» **Selected passage**:
((

Controllable synthesis of ultrathin vanadium oxide nanobelts via an EDTA-mediated hydrothermal process
Qin Yu-Xiang†, , Liu Cheng, Xie Wei-Wei, Cui Meng-Yang
School of Electronics and Information Engineering, Tianjin University, Tianjin 300072, China

 

† Corresponding author. E-mail: qinyuxiang@tju.edu.cn; qyxtj@126.com

Project supported by the National Natural Science Foundation of China (Grant Nos. 61274074, 61271070, and 61574100).

Abstract
Abstract

Ultrathin VO2 nanobelts with rough alignment features are prepared on the induction layer-coated substrates by an ethylenediaminetetraacetic acid (EDTA)-mediated hydrothermal process. EDTA acts as a chelating reagent and capping agent to facilitate the one-dimensional (1D) preferential growth of ultrathin VO2 nanobelts with high crystallinities and good uniformities. The annealed induction layer and concentration of EDTA are found to play crucial roles in the formation of aligned and ultrathin nanobelts. Variation in EDTA concentration can change the VO2 morphology of ultrathin nanobelts into that of thick nanoplates. Mild annealing of ultrathin VO2 nanobelts at 350 °C in air results in the formation of V2O5 nanobelts with a nearly unchanged ultrathin structure. The nucleation and growth mechanism involved in the formations of nanobelts and nanoplates are proposed. The ethanol gas sensing properties of the V2O5 nanobelt networks-based sensor are investigated in a temperature range from 100 °C to 300 °C over ethanol concentrations ranging from 3 ppm to 500 ppm. The results indicate that the V2O5 nanobelt network sensor exhibits high sensitivity, good reversibility, and fast response-recovery characteristics with an optimal working temperature of 250 °C.

))

» **Information provided**:
((

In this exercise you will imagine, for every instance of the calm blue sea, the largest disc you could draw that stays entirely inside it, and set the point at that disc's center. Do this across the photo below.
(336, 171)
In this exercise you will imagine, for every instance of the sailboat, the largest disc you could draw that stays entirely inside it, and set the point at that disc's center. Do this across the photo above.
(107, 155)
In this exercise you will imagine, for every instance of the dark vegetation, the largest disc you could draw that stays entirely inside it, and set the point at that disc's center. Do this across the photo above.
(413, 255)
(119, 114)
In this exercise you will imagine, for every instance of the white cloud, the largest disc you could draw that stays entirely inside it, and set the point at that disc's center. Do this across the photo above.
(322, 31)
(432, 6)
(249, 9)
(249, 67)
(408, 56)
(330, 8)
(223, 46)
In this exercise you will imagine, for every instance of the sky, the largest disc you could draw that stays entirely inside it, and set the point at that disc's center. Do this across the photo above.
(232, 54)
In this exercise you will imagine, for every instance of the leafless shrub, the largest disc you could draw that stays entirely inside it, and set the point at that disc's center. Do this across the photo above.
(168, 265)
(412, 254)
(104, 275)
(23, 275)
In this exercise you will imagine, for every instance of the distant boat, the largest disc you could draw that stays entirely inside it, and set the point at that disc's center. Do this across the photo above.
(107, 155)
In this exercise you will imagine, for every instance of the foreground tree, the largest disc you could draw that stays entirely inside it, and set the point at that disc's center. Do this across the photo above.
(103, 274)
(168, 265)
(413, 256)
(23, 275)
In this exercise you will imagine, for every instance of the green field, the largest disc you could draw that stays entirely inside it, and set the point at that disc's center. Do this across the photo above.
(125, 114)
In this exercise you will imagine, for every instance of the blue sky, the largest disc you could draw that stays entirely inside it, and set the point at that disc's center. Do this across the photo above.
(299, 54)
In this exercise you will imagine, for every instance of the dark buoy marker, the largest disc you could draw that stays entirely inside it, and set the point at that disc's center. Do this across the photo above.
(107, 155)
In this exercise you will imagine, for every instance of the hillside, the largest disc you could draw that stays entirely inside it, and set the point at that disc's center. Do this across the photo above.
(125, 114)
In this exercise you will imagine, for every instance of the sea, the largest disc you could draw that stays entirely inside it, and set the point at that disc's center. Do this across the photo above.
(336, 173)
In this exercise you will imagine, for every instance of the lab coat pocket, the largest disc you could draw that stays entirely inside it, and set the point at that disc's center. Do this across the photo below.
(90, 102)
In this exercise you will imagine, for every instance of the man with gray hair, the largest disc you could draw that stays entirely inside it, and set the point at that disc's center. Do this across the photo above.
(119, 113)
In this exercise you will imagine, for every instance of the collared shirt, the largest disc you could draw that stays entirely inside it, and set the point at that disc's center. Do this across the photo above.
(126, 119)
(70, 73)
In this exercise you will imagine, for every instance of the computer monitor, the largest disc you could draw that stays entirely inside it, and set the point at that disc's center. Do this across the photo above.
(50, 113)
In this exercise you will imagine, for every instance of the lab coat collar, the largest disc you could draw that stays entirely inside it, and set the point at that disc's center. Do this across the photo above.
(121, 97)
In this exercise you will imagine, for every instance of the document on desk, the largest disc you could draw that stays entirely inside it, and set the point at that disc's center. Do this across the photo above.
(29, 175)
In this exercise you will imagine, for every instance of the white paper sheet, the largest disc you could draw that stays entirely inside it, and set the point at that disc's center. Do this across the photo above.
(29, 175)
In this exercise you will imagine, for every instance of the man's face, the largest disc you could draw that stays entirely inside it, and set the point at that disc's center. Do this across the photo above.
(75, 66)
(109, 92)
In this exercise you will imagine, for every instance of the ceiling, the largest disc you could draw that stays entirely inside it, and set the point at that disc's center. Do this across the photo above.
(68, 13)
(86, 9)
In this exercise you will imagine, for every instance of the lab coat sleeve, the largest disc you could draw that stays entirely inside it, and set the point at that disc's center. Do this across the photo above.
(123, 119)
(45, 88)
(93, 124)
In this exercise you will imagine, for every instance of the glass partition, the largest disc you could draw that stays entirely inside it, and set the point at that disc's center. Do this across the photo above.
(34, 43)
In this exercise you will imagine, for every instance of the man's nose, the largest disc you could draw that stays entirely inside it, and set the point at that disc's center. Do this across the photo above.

))

» **Exercise instructions**:
**A.** In the abstract on vanadium oxide nanobelts, what is the optimal working temperature of the V2O5 nanobelt network sensor?
**B.** Please report every line of the listing that contains the string "dark". Case counts.

» **Answers per task**:
**A.** 250 °C

**B.**
In this exercise you will imagine, for every instance of the dark vegetation, the largest disc you could draw that stays entirely inside it, and set the point at that disc's center. Do this across the photo above.
In this exercise you will imagine, for every instance of the dark buoy marker, the largest disc you could draw that stays entirely inside it, and set the point at that disc's center. Do this across the photo above.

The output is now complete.